Photo-based referring expression data
....................

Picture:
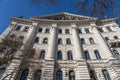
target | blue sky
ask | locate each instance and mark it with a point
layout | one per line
(10, 8)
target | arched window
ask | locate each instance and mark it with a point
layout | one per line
(36, 40)
(59, 41)
(42, 55)
(87, 57)
(59, 55)
(37, 75)
(68, 41)
(93, 75)
(91, 41)
(59, 75)
(24, 74)
(45, 40)
(2, 70)
(70, 56)
(106, 75)
(115, 53)
(71, 75)
(82, 41)
(97, 54)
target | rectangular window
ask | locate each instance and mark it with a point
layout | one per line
(60, 31)
(18, 27)
(67, 31)
(79, 31)
(26, 29)
(100, 29)
(87, 30)
(109, 29)
(47, 30)
(40, 30)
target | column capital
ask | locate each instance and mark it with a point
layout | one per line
(73, 25)
(54, 25)
(34, 24)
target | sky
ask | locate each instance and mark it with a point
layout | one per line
(16, 8)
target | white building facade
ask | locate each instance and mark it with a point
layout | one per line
(67, 47)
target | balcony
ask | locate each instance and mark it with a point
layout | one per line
(114, 43)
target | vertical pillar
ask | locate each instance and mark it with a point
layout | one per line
(8, 31)
(12, 70)
(52, 43)
(76, 40)
(30, 33)
(102, 43)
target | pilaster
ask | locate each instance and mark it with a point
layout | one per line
(76, 42)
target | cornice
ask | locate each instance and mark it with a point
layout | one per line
(106, 21)
(21, 20)
(63, 21)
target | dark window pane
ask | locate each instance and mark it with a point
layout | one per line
(24, 74)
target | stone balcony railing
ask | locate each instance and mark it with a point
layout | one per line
(114, 43)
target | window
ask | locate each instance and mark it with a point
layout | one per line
(37, 75)
(12, 36)
(18, 28)
(59, 55)
(106, 38)
(82, 41)
(59, 75)
(60, 31)
(87, 30)
(93, 75)
(91, 41)
(24, 74)
(67, 31)
(40, 30)
(115, 53)
(45, 40)
(59, 41)
(36, 40)
(47, 30)
(108, 28)
(68, 41)
(115, 37)
(100, 29)
(106, 75)
(2, 49)
(71, 75)
(79, 31)
(70, 56)
(42, 55)
(26, 29)
(2, 70)
(97, 54)
(87, 57)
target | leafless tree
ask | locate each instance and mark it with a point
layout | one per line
(97, 8)
(11, 46)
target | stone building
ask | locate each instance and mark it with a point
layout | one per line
(67, 47)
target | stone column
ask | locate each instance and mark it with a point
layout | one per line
(102, 42)
(31, 32)
(76, 42)
(52, 43)
(8, 30)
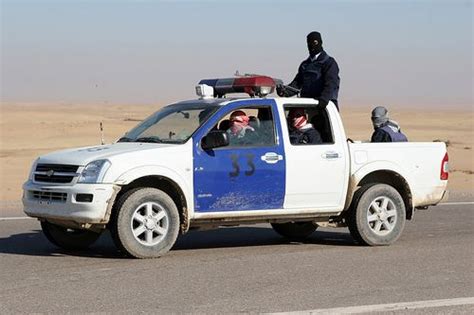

....................

▶ **Brief**: All lines with the string "building" must be copied from the data.

▶ **Task response**:
target | white building facade
target | stone building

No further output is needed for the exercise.